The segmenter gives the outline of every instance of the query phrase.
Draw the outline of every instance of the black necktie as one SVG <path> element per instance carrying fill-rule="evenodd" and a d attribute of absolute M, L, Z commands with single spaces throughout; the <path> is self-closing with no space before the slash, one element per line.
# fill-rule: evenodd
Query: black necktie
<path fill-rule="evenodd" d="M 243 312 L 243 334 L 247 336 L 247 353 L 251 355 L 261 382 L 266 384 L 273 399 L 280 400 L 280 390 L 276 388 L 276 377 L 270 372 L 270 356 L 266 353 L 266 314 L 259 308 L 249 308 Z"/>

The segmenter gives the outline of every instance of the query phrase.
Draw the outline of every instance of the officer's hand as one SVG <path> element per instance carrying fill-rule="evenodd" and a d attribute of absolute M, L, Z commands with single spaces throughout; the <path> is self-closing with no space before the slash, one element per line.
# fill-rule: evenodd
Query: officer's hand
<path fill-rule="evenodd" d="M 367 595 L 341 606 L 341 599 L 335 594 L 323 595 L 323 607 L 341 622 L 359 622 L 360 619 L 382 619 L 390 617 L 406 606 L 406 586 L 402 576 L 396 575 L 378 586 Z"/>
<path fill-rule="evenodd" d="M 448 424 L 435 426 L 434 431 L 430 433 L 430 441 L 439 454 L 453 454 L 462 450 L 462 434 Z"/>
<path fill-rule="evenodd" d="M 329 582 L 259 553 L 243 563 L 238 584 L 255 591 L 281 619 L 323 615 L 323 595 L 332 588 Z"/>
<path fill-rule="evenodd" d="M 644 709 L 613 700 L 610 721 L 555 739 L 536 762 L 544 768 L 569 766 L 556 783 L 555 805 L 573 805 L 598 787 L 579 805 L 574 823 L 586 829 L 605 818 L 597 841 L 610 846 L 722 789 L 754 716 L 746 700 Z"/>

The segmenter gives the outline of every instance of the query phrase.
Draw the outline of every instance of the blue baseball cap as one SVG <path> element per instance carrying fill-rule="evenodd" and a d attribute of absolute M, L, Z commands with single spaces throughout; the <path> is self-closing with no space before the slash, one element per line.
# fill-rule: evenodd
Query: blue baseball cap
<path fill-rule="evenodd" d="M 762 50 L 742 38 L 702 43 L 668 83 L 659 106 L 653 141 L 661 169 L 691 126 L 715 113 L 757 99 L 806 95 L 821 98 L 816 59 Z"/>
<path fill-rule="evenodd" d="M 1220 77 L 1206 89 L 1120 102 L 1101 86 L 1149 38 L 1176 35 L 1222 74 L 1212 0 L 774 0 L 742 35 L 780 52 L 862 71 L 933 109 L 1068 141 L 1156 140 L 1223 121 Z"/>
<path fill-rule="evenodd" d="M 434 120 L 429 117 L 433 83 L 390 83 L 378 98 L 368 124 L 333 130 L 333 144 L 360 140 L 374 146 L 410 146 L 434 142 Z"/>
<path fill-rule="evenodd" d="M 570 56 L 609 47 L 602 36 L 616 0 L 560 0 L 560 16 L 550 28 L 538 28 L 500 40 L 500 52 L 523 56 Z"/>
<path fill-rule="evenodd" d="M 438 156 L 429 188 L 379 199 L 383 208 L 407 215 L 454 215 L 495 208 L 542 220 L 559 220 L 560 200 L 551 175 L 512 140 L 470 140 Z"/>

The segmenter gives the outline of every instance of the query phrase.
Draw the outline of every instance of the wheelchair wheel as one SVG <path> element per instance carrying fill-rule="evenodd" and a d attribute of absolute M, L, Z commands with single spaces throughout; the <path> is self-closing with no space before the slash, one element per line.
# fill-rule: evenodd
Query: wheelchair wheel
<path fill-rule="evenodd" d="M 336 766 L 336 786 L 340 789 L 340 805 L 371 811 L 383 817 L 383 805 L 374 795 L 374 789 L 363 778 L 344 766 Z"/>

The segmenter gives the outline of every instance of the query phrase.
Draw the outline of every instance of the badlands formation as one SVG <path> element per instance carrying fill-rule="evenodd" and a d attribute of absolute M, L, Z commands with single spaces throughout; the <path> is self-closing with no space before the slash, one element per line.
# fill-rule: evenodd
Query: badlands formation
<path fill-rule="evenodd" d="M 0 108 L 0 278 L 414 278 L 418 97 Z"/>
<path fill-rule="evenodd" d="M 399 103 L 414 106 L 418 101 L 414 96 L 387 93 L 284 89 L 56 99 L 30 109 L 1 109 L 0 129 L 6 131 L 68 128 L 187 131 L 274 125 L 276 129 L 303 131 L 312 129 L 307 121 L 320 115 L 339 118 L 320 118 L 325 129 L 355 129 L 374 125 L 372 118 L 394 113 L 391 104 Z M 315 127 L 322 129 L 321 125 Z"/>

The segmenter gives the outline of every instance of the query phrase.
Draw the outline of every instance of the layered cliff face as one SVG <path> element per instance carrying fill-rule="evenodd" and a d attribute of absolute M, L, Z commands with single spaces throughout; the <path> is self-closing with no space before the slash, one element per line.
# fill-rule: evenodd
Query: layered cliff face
——
» **Given instruction**
Print out every record again, exactly and in full.

» **Worked solution**
The segmenter gives the outline of every instance of the query phrase.
Draw the outline of every instance of the black necktie as one SVG <path> element per instance carrying fill-rule="evenodd" and a d attribute of absolute M, L, Z commands with single spaces throughout; the <path> is self-closing with no space before the slash, one element per line.
# fill-rule: evenodd
Query: black necktie
<path fill-rule="evenodd" d="M 243 312 L 243 334 L 247 336 L 247 353 L 251 355 L 261 382 L 266 384 L 273 399 L 280 400 L 280 390 L 276 388 L 276 377 L 270 372 L 270 356 L 266 353 L 266 314 L 259 308 L 249 308 Z"/>

The segmenter gives the outline of every instance of the query phrase.
Draw the outline of every instance of the officer's hand as one SVG <path> element per instance carrying fill-rule="evenodd" and a d attribute of absolute M, L, Z commands with single spaces throughout; the <path> is self-closing with no space before the slash, one element per line.
# fill-rule: evenodd
Query: officer's hand
<path fill-rule="evenodd" d="M 367 595 L 341 606 L 341 599 L 335 594 L 323 595 L 323 607 L 341 622 L 359 622 L 360 619 L 382 619 L 390 617 L 406 606 L 406 586 L 402 576 L 396 575 L 378 586 Z"/>
<path fill-rule="evenodd" d="M 448 424 L 435 426 L 434 431 L 430 433 L 430 441 L 439 454 L 453 454 L 462 450 L 462 434 Z"/>
<path fill-rule="evenodd" d="M 329 582 L 259 553 L 243 563 L 238 584 L 255 591 L 281 619 L 323 615 L 323 595 L 332 588 Z"/>
<path fill-rule="evenodd" d="M 644 709 L 613 700 L 610 721 L 555 739 L 536 762 L 544 768 L 569 766 L 556 783 L 555 805 L 573 805 L 598 787 L 579 805 L 574 823 L 586 829 L 605 818 L 597 841 L 610 846 L 722 789 L 754 716 L 746 700 Z"/>

The segmenter gives the outline of every instance of the query phrase.
Draw the outline of every instance of the blue baseball cap as one SVG <path> element per instance carrying fill-rule="evenodd" and a d attribute of absolute M, L, Z commands with single spaces throughout; the <path> is self-closing with no space before the slash, one element per line.
# fill-rule: evenodd
Query: blue baseball cap
<path fill-rule="evenodd" d="M 762 50 L 742 38 L 702 43 L 668 83 L 659 106 L 653 141 L 661 169 L 691 126 L 715 113 L 757 99 L 806 95 L 821 98 L 816 59 Z"/>
<path fill-rule="evenodd" d="M 1220 77 L 1206 89 L 1120 102 L 1101 86 L 1149 38 L 1176 35 L 1222 74 L 1212 0 L 774 0 L 742 35 L 780 52 L 862 71 L 933 109 L 1068 141 L 1156 140 L 1223 121 Z"/>
<path fill-rule="evenodd" d="M 434 120 L 429 117 L 433 83 L 390 83 L 378 98 L 368 124 L 333 130 L 333 144 L 360 140 L 374 146 L 410 146 L 434 142 Z"/>
<path fill-rule="evenodd" d="M 570 56 L 609 47 L 602 36 L 616 0 L 560 0 L 560 16 L 550 28 L 538 28 L 500 40 L 500 52 L 523 56 Z"/>
<path fill-rule="evenodd" d="M 438 156 L 429 188 L 379 199 L 383 208 L 407 215 L 454 215 L 495 208 L 542 220 L 559 220 L 560 200 L 551 175 L 512 140 L 470 140 Z"/>

The segmenter gives the outline of every instance of the query phrase.
Draw the outline of every instance of the wheelchair wheel as one SVG <path> element per instance carrying fill-rule="evenodd" and a d attribute of absolute M, L, Z commands with single spaces throughout; the <path> is self-closing with no space before the slash, one element per line.
# fill-rule: evenodd
Query: wheelchair wheel
<path fill-rule="evenodd" d="M 336 766 L 336 786 L 340 789 L 340 805 L 371 811 L 383 817 L 383 805 L 374 795 L 374 789 L 363 778 L 344 766 Z"/>

The segmenter gives the outline of every instance of the query phrase.
Draw the outline of every instance of the badlands formation as one SVG <path> element per instance carrying fill-rule="evenodd" and a d attribute of absolute M, L, Z commands with single spaces throughout; the <path> is self-closing with no space before the slash, one element per line.
# fill-rule: evenodd
Query: badlands formation
<path fill-rule="evenodd" d="M 0 108 L 0 278 L 414 278 L 418 97 Z"/>
<path fill-rule="evenodd" d="M 399 103 L 414 106 L 418 101 L 414 96 L 387 93 L 284 89 L 56 99 L 30 109 L 1 109 L 0 129 L 6 131 L 68 128 L 187 131 L 274 125 L 276 129 L 303 131 L 312 129 L 307 121 L 320 115 L 339 118 L 320 118 L 325 129 L 355 129 L 374 125 L 372 118 L 394 113 L 391 104 Z M 315 127 L 322 129 L 321 125 Z"/>

The segmenter gives the outline of every instance of the query phrase.
Draw the outline of every instance of the layered cliff face as one SVG <path> element per instance carrying fill-rule="evenodd" and a d attribute of absolute M, L, Z commands with single spaces throughout; the <path> is self-closing with no space before the slash, one element per line.
# fill-rule: evenodd
Query: layered cliff face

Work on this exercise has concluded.